Records pointing to named objects:
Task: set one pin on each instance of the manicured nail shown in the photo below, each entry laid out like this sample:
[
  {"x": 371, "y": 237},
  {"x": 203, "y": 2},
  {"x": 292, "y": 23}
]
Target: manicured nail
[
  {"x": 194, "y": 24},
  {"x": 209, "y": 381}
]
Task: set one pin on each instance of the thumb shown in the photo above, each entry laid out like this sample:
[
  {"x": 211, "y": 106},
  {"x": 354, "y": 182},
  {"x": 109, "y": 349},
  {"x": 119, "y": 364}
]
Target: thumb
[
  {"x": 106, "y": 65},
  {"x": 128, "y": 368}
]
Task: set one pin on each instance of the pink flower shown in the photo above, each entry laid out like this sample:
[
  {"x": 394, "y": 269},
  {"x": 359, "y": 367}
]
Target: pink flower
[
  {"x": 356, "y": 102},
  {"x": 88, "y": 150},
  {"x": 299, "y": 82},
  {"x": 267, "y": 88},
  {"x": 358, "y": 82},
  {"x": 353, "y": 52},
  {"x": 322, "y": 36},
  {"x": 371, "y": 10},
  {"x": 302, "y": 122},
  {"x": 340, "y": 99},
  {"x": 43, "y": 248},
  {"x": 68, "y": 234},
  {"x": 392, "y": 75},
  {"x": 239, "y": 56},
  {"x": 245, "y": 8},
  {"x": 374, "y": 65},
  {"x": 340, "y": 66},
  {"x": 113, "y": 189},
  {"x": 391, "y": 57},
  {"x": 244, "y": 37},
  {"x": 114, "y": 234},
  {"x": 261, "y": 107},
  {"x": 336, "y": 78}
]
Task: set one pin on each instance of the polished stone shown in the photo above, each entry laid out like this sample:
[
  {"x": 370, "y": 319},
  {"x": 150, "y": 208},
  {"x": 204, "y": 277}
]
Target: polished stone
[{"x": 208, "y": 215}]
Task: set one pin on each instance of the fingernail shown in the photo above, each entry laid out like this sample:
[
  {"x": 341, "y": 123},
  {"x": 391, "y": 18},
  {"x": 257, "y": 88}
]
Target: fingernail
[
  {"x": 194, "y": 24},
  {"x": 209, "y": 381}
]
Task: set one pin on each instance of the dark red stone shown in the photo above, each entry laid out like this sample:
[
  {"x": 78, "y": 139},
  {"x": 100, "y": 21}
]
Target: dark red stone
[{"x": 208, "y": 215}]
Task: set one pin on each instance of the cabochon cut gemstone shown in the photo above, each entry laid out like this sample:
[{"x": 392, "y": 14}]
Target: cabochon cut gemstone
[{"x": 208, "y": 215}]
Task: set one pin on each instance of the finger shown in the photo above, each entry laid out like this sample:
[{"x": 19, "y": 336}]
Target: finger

Written task:
Reproduce all the records, replacing each occurrence of "set one pin" with "place one marker" and changing nothing else.

Result of the task:
Task: place one marker on each instance of the manicured nail shown in the photo below, each entry laid out like this sample:
[
  {"x": 371, "y": 237},
  {"x": 203, "y": 2},
  {"x": 292, "y": 23}
]
Target: manicured nail
[
  {"x": 194, "y": 24},
  {"x": 209, "y": 381}
]
Task: place one marker on each instance of the thumb shown in the photo above, each entry laid out like this sample:
[
  {"x": 211, "y": 106},
  {"x": 354, "y": 182},
  {"x": 109, "y": 349},
  {"x": 119, "y": 364}
]
Target: thumb
[
  {"x": 106, "y": 65},
  {"x": 128, "y": 368}
]
Task: place one marker on each instance of the pink flower shown in the photo above, each entry laid out like this sample:
[
  {"x": 394, "y": 269},
  {"x": 359, "y": 367}
]
Target: pink flower
[
  {"x": 356, "y": 102},
  {"x": 88, "y": 150},
  {"x": 299, "y": 82},
  {"x": 267, "y": 88},
  {"x": 358, "y": 82},
  {"x": 353, "y": 52},
  {"x": 322, "y": 36},
  {"x": 371, "y": 10},
  {"x": 302, "y": 122},
  {"x": 340, "y": 99},
  {"x": 43, "y": 248},
  {"x": 68, "y": 234},
  {"x": 392, "y": 75},
  {"x": 239, "y": 56},
  {"x": 245, "y": 8},
  {"x": 374, "y": 65},
  {"x": 340, "y": 66},
  {"x": 113, "y": 189},
  {"x": 391, "y": 57},
  {"x": 244, "y": 37},
  {"x": 114, "y": 234},
  {"x": 261, "y": 107},
  {"x": 336, "y": 78}
]
Task: place one marker on each instance of the polished stone shown in the photo above, each entry laid out like this sample:
[
  {"x": 370, "y": 319},
  {"x": 150, "y": 208},
  {"x": 204, "y": 277}
]
Target: polished stone
[{"x": 208, "y": 215}]
Task: place one marker on each instance of the fingernail shown in the photo above, each entry laid out like this sample:
[
  {"x": 341, "y": 123},
  {"x": 391, "y": 18},
  {"x": 257, "y": 88}
]
Target: fingernail
[
  {"x": 194, "y": 24},
  {"x": 209, "y": 381}
]
Task: place one marker on each instance of the dark red stone shown in the photo above, each entry laid out like this sample:
[
  {"x": 78, "y": 139},
  {"x": 100, "y": 21}
]
Target: dark red stone
[{"x": 208, "y": 215}]
Task: place one marker on each instance of the cabochon cut gemstone shown in the photo above, each entry laid out like this sample:
[{"x": 392, "y": 14}]
Target: cabochon cut gemstone
[{"x": 208, "y": 215}]
Task: place one marker on each instance of the finger shown in the photo above, each entry laid out like this sample:
[{"x": 19, "y": 336}]
Target: finger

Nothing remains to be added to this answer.